- [Task details]: Could you set down every record exactly as it appears?

[Dataset entries]
· · · · ·

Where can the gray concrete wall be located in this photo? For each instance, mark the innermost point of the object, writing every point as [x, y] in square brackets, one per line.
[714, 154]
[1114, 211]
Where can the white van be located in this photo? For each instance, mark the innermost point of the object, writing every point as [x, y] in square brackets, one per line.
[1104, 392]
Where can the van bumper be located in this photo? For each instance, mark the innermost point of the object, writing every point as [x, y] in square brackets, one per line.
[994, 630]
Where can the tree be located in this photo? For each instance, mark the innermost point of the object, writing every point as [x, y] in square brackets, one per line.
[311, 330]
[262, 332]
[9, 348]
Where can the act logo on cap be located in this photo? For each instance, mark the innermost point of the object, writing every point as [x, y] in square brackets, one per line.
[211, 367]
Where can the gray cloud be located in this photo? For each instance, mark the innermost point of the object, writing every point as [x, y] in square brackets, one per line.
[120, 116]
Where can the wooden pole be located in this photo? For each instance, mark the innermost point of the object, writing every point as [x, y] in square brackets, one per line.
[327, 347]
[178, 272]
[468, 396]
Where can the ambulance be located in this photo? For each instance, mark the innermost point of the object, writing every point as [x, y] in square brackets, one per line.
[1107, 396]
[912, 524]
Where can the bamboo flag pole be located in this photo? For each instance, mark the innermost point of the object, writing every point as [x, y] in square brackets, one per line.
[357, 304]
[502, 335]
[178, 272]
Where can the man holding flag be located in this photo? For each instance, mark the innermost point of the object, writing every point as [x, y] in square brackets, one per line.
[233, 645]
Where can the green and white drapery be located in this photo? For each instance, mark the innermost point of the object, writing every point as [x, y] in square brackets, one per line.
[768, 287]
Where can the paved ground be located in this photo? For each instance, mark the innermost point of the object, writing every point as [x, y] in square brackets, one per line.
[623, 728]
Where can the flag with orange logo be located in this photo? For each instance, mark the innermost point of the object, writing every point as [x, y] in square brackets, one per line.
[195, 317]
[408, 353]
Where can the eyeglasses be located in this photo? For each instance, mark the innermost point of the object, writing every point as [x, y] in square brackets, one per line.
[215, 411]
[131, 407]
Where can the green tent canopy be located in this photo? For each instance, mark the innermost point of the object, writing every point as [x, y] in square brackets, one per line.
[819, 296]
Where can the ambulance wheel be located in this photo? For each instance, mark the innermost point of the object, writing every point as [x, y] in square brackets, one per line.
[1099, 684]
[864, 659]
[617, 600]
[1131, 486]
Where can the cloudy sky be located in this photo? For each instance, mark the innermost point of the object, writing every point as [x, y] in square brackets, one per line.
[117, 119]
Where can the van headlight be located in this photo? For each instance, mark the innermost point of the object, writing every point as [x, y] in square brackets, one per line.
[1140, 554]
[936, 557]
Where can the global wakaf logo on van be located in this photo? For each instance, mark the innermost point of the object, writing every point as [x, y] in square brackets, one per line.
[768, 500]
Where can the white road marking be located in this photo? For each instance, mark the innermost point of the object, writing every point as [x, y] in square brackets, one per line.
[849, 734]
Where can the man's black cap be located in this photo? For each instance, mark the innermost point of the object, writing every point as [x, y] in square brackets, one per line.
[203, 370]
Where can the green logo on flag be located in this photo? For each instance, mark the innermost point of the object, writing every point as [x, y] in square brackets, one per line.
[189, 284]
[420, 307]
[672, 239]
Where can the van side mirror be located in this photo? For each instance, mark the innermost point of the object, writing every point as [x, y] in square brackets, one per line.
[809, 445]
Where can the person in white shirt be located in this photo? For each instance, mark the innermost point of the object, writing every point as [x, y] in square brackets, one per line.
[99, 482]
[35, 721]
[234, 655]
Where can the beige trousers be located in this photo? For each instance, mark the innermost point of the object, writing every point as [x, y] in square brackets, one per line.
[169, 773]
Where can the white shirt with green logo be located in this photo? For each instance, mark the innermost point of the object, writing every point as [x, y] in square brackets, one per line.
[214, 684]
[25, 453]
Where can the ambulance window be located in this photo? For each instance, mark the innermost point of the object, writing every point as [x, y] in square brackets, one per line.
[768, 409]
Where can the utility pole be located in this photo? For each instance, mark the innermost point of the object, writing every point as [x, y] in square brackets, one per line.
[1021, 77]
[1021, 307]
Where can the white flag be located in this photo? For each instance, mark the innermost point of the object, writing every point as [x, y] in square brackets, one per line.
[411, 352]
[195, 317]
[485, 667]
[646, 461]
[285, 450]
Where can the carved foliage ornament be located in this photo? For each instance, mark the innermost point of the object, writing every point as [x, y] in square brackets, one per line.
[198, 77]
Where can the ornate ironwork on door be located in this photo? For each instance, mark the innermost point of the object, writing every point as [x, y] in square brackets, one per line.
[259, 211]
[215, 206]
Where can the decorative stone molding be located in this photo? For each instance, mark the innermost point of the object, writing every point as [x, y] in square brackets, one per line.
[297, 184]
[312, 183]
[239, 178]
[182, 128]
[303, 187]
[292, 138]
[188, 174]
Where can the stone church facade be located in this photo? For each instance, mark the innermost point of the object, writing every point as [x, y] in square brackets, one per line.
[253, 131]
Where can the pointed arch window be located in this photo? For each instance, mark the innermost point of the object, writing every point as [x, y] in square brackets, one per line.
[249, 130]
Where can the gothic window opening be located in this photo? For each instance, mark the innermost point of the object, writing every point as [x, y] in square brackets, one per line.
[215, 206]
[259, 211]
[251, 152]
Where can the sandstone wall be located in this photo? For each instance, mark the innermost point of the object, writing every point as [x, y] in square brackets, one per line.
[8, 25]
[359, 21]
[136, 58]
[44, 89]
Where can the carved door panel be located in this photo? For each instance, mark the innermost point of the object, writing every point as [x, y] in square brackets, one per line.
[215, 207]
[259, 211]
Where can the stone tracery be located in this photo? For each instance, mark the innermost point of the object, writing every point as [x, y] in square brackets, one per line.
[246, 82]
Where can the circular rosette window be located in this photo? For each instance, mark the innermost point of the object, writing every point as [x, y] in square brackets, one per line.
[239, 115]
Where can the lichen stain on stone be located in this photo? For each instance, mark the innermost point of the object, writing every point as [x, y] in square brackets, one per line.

· · · · ·

- [Response for this exercise]:
Where can the gray concrete wall be located in this photo? For each instance, mark the innermost point of the object, writing every point as [x, y] in square brackets, one per line.
[714, 154]
[1114, 211]
Where can the white van be located in this photo? For each instance, mark the innermost point of the object, writing every point as [x, y] in square brackets, one per line.
[1104, 392]
Where can the van bumper be located in this photo? For each instance, mark the innermost point of the object, writing every point as [x, y] in square brackets, one per line.
[994, 630]
Where can the tree be located in this photo? For each instance, mark the innermost point of the object, writing every point as [x, y] in square brackets, one per line.
[311, 330]
[262, 332]
[9, 348]
Where can the act logo on cap be located in this photo? For each instance, mark the innermost point of the object, writing every point as [x, y] in square brackets, one per line.
[211, 367]
Where can the gray cloud be located in this photo? For each instance, mark the innermost point of the object, writing every point as [x, y] in square brackets, one per line.
[120, 116]
Where can the wooden pole be located in this photo? For each instance, mark the innermost point of the object, writing every point as [x, y] in square brackets, one per line.
[327, 347]
[178, 272]
[468, 396]
Where can the ambulance be located in this photo? For each instance, mark the innermost point of the object, writing every point as [x, y] in square brackets, one per line.
[1107, 396]
[912, 524]
Where can the bamboo flag pole be located in this photo? For each instance, mark the innermost point of the object, writing every point as [x, y] in square brackets, one per line.
[357, 304]
[502, 335]
[178, 272]
Where can the man holding flag be located in this photo? For each instance, mark the innermost point of the object, writing every point as [x, y] in square brackets, one per line.
[233, 645]
Where can the green and white drapery be located in this photo? For each instance, mark the innermost point of the object, writing every point as [x, y] in square brackets, one per line.
[768, 287]
Where can the paved ground be located in this photo? For each instance, mark the innermost point of the object, writing every point as [x, y] in square brackets, one per line.
[623, 728]
Where can the flag with orange logo be located in this photo? For each instance, mark the innermost point of the object, writing every point as [x, y] in square brackets, one per line.
[195, 317]
[408, 353]
Where can the eyeglasses be located in this photo? For each instance, mark the innermost point of the object, writing every point as [x, y] in square brackets, one per line.
[215, 411]
[131, 407]
Where can the green tent canopy be located in this photo? For each instance, mark the innermost point of the object, writing every point as [x, y] in square brackets, one per line.
[819, 296]
Where can the ambulance wheel be located in this photo? For each instance, mark the innermost point of the object, writing every point as [x, y] in square brackets, one per line.
[1099, 684]
[864, 659]
[617, 600]
[1131, 486]
Where can the cloudy sky be located in this photo? For each instance, mark the innermost point of the object, writing every point as [x, y] in square brackets, one per line.
[117, 119]
Where can the van headlight be located in this photo? For each instance, mark the innermost point of the object, writing every point as [x, y] in square brackets, one per line.
[1140, 554]
[936, 557]
Where can the global wakaf logo on van be located in this photo? For each instance, mark the innermost point of the object, writing every point as [x, y] in square brackets, one per line.
[768, 500]
Where can the white road marking be located in this photo? For each instance, mark the innermost point of the object, writing every point as [x, y] in square brackets, one per line.
[849, 734]
Where can the man's black cap be located in this photo? For each instance, mark the innermost point of the object, writing every point as [x, y] in square brackets, one per line.
[203, 370]
Where can the green logo on flag be located in this photo? For each instance, mark the innermost point of the object, writing every point as [x, y] in square brackets, one per line.
[189, 284]
[420, 307]
[672, 239]
Where can the van side mirror be located in this photo? For each instance, mark the innermost point of the object, writing every point as [x, y] in square brackets, one per line.
[809, 445]
Where can the person in white shirt be located in this photo? For each instance, mark the innermost point of the object, writing every point as [x, y] in square brackets, one per line.
[99, 482]
[35, 721]
[234, 655]
Where can the beige trousers be located in this photo? For each instance, mark the innermost point of the object, writing every point as [x, y] in square brackets, one per line.
[169, 773]
Where can the white shirt with green logo be located in this photo? For each instance, mark the innermost point of the object, writing every point as [x, y] in square brackets, one per line.
[214, 684]
[25, 453]
Where can the ambulance window be located in this photo? For each instance, mark the innermost point of the object, writing every point as [x, y] in square brackets, one per line.
[768, 409]
Where can the utility pole be located in this photo? For each instance, mark the innermost point of the object, writing every point as [x, y] in square brackets, one per line.
[1021, 77]
[1021, 307]
Where can the white flag be located in this photo? For each instance, mark the innermost point of the object, writing every point as [x, y] in square brackets, one per line.
[411, 352]
[195, 317]
[485, 667]
[646, 461]
[285, 450]
Where can the carved foliage ornament be located in this photo? For each instance, mark the innermost point of the object, writing every point as [x, y] in square brackets, one per line.
[198, 77]
Where can the ornate ironwork on door be located in this photo? For each instance, mark the innermost point of the object, writing every point as [x, y] in square brackets, one per line.
[259, 211]
[215, 206]
Where can the decorative stone molding be located in this photo? For each instance, mark the innermost point of the object, writing every point as [x, y] in square brackets, one per line.
[297, 184]
[312, 183]
[239, 178]
[182, 128]
[303, 187]
[292, 138]
[188, 174]
Where can the stone church facade be located in this photo? For each instance, mark the innermost point of the object, writing every point as [x, y] in square brackets, one per line.
[253, 131]
Where can the pointed arch window be located in this photo? For each instance, mark the innermost point of the object, writing every point as [x, y] in square brackets, one per line.
[249, 130]
Where can the gothic window opening be located in this photo? For each instance, mark the innermost point of the object, writing every point as [x, y] in square brackets, one per line.
[215, 206]
[259, 211]
[251, 152]
Where can the sandstone wall be located in this photo? For each instance, mark the innermost point of the object, writing every point as [x, y] in square brackets, one per line.
[8, 25]
[359, 21]
[136, 58]
[44, 89]
Where can the carved door panel be located in this photo? For each instance, mark the innermost point of the object, writing every point as [x, y] in square brackets, one per line.
[215, 207]
[259, 211]
Where can the stone tracery be located in this photo? For each instance, mark the innermost point of the object, writing every point as [x, y] in square brackets, one per line.
[246, 82]
Where can the circular rosette window be located in this photo? For each instance, mark the innermost point of the object, writing every point as [x, y] in square brackets, one per line.
[239, 115]
Where can the lichen stain on stone be located in this photo? For each instance, mark the innermost point of the object, writing every point as [x, y] in square brackets, one per line.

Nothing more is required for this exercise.